───── Input data
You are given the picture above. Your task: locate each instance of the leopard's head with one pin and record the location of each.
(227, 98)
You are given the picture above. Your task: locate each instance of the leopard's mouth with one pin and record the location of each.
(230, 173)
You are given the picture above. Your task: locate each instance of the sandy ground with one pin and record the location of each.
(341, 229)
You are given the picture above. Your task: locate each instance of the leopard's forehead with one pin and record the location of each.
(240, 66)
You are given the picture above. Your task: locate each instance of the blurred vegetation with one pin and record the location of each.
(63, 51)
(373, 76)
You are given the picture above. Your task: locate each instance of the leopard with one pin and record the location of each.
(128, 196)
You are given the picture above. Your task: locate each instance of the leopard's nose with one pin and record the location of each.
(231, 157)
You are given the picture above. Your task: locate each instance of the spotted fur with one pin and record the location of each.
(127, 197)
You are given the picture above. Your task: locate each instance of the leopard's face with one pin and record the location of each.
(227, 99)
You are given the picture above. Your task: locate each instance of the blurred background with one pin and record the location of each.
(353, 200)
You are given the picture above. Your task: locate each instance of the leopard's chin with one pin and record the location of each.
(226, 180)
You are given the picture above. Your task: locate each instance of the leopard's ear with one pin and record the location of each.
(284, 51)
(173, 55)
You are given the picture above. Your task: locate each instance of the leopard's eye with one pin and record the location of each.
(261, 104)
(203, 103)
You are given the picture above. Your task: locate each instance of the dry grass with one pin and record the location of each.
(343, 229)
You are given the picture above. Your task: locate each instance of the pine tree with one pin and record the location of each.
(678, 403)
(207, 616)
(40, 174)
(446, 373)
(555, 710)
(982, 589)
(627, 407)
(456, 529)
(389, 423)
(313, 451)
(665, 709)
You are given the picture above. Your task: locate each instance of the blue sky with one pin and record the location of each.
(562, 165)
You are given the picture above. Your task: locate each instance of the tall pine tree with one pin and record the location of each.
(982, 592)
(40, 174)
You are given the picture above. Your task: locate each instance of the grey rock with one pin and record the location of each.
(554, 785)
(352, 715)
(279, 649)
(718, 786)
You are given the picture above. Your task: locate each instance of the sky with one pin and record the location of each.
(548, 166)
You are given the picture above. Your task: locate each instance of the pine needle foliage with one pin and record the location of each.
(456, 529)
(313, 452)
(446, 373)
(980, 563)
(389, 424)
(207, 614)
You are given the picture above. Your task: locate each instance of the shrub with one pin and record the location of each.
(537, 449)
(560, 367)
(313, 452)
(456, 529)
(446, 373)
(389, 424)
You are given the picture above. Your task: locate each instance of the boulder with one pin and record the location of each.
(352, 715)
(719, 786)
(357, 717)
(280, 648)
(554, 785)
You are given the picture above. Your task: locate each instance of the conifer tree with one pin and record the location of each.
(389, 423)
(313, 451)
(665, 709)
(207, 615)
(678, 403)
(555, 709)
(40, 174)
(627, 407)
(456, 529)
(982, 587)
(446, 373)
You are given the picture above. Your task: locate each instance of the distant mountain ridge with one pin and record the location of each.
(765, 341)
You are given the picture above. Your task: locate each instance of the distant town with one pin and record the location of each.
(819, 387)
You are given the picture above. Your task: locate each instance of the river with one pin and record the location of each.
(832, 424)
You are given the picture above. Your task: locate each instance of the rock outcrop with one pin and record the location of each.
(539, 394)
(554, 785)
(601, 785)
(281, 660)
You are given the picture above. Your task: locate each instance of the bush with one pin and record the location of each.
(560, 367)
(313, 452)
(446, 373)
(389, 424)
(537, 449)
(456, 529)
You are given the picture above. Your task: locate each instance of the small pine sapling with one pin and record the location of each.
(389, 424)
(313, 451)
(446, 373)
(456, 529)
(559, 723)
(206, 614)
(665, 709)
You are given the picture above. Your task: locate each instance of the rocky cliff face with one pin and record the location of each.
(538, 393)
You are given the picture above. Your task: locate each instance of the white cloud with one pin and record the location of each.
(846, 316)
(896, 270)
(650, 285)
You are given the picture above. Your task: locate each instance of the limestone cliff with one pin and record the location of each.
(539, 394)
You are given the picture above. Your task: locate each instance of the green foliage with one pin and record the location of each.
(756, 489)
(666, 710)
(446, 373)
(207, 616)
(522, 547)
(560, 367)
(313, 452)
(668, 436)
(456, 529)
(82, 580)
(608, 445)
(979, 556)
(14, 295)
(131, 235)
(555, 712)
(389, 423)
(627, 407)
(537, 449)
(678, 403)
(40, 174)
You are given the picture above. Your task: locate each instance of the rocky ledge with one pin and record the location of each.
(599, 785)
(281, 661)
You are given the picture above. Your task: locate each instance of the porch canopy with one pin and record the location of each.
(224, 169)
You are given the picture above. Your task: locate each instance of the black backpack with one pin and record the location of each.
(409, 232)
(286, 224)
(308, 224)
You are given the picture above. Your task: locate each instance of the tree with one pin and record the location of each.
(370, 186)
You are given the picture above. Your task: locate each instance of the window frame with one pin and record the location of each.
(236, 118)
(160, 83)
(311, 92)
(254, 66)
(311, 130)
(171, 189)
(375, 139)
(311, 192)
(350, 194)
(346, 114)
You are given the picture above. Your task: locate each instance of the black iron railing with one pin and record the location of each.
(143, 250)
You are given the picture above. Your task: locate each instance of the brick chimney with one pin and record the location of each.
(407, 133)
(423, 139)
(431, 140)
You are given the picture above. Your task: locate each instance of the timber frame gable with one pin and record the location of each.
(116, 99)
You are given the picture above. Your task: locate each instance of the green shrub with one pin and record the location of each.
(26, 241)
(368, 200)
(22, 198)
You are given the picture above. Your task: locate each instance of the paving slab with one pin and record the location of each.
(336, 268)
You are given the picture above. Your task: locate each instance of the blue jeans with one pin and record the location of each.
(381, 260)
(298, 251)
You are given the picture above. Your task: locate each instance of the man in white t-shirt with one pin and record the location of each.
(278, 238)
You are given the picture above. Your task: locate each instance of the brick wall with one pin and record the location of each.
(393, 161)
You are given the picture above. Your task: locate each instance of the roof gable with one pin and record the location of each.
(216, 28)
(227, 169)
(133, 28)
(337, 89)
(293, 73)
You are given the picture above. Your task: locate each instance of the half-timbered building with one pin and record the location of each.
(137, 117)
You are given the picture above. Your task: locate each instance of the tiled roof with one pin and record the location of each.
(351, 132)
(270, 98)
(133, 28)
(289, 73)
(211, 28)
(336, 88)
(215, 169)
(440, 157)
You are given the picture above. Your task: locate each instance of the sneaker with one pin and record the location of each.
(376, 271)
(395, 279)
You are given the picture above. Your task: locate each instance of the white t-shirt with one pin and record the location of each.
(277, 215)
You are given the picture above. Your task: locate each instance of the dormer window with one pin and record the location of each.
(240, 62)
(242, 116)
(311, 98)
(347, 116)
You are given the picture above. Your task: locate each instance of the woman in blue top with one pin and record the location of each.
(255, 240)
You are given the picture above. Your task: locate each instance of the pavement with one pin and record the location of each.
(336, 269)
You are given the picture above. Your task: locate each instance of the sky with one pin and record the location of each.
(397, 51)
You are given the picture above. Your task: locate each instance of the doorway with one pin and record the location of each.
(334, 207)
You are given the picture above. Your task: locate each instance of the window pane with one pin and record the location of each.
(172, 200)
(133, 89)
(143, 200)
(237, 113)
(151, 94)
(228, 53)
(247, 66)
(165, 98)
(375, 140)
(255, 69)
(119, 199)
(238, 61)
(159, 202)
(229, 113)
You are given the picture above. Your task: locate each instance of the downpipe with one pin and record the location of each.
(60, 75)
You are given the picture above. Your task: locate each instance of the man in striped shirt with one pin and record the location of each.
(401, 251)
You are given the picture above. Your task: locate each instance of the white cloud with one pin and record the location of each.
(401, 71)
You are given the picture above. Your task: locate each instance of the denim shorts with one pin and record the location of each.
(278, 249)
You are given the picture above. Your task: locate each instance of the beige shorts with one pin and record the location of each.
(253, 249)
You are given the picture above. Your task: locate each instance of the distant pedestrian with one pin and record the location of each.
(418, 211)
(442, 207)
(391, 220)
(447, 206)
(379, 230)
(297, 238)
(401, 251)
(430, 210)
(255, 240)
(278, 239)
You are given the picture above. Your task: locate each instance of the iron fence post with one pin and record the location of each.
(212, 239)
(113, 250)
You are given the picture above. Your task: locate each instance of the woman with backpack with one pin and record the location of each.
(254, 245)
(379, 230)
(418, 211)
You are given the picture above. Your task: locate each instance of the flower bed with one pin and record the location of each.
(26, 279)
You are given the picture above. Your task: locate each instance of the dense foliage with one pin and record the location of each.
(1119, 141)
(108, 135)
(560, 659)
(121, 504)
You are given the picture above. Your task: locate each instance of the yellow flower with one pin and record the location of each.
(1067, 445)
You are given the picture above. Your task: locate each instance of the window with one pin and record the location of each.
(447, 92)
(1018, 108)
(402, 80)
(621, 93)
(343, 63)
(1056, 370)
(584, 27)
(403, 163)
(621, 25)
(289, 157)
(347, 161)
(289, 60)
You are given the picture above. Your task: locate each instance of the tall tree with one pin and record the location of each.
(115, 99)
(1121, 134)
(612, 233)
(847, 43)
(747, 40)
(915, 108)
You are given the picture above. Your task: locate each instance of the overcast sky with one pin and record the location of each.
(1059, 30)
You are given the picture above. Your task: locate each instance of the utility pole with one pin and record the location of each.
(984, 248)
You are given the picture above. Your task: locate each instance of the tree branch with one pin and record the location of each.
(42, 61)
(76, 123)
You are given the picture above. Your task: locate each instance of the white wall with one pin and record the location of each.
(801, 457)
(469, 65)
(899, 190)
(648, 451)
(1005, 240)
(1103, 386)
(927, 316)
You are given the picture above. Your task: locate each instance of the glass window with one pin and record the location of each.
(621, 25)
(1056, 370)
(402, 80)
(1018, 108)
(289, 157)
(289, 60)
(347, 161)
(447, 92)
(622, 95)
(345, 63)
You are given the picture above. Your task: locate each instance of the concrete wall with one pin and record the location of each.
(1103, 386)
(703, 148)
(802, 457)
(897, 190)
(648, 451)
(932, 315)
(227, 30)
──────────
**Your goal**.
Beginning with the line that has "of the concrete", set down each line through the last one above, exactly, and nothing else.

**Answer section**.
You are given the picture above. Your task: locate each instance of the concrete wall with one pin and record the location of each.
(1103, 386)
(703, 148)
(802, 457)
(897, 190)
(648, 451)
(932, 315)
(227, 30)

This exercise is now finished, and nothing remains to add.